Ending years of speculation, Prime Minister Vladimir Putin announced in September that he intends to run for the Presidency of Russia in the elections scheduled for March 2012. During the last three years Putin and President Medvedev have ruled together in what has been described as a ‘tandem’ with few policy disagreements between them, although there has been an occasional divergence of views, with Medvedev perceived to be more committed to modernisation. Putin’s unilateral proposal to allow Medvedev to lead the United Russia Party candidate list for Parliamentary elections in December and the decision to swap places with Medvedev indicates Putin’s enduring power throughout this period. It is also a reward for Medvedev for his allegiance and ability to function in the team.
The road ahead for Medvedev will be a difficult one since the Prime Minister is responsible for implementing economic reforms which may include unpopular budget cuts in the public sector and long delayed pension and tax reforms. Contenders for the post of the Prime Minister are many and already discontentment has risen within the Siloviki or the elite with Russia’s best performing Finance Minister Kudrin having put in his papers.
The big question is what are the implications of Putin re-occupying the Kremlin not just for Russia but also for the world? With his 2012 election victory a foregone conclusion, Putin may go on to serve two consecutive six year terms, which will take his total years in the presidential office to 20 years; two more than Brezhnev and next only to Stalin.1
In the run up to this decision many analysts had deliberated upon the viability of Medvedev continuing for another term as President in the hope that civil society reforms and the modernization agenda will be given a boost and that the West will continue its rapprochement with Russia. However, Putin’s statement that the swap deal was agreed upon years ago would imply that most of Medvedev’s action agenda had Putin’s blessings and therefore there should not be a major deviation in the new government’s policies.

→ MATERIAL PROVIDED:
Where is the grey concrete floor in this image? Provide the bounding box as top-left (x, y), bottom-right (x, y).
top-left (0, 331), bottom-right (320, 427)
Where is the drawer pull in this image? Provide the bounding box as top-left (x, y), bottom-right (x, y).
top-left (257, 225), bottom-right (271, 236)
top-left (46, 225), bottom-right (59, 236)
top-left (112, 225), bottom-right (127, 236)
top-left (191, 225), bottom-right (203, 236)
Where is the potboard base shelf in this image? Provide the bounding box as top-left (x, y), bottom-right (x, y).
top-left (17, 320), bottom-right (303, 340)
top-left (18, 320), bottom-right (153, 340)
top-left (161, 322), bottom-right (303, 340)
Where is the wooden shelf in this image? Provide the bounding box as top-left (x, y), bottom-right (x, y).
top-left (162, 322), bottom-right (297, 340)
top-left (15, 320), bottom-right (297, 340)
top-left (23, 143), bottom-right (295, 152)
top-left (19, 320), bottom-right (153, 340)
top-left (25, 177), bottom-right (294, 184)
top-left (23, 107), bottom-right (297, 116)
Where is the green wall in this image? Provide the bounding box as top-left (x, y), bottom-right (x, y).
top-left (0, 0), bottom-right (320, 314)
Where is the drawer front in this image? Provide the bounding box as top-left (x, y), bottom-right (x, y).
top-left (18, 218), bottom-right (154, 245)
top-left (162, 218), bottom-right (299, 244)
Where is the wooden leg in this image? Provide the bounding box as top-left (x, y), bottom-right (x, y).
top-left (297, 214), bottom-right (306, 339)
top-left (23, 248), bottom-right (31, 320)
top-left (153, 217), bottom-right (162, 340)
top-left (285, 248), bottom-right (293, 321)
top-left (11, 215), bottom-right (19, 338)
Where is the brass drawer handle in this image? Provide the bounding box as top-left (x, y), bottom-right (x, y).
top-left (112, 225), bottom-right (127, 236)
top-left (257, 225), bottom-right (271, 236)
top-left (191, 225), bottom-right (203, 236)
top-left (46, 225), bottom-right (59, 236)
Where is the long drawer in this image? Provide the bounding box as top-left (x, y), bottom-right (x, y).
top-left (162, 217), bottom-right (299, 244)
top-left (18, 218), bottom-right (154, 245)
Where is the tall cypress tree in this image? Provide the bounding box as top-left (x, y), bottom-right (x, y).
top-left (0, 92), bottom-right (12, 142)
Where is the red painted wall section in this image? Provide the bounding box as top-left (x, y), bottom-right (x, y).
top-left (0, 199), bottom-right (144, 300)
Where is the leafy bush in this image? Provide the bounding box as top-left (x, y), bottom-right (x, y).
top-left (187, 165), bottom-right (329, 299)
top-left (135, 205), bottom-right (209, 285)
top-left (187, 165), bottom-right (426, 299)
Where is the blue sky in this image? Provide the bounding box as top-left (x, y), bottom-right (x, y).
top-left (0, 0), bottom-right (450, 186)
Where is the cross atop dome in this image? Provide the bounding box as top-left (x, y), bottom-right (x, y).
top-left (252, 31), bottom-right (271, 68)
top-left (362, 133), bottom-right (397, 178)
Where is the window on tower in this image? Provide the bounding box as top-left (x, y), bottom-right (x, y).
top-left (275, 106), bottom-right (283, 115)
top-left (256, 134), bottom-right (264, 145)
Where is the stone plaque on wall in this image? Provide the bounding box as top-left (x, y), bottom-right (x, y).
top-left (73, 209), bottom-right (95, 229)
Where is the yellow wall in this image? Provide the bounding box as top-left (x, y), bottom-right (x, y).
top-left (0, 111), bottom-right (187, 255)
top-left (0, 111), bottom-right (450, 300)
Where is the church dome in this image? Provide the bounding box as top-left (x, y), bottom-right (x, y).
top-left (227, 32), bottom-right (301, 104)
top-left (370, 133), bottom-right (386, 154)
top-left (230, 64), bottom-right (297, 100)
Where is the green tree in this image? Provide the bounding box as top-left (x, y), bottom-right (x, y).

→ THE PROBLEM: Please extract the passage of the Putin text between "The road ahead" and "in his papers.", inclusive. This data was drawn from a separate source.

→ RESPONSE TO THE EXERCISE:
The road ahead for Medvedev will be a difficult one since the Prime Minister is responsible for implementing economic reforms which may include unpopular budget cuts in the public sector and long delayed pension and tax reforms. Contenders for the post of the Prime Minister are many and already discontentment has risen within the Siloviki or the elite with Russia’s best performing Finance Minister Kudrin having put in his papers.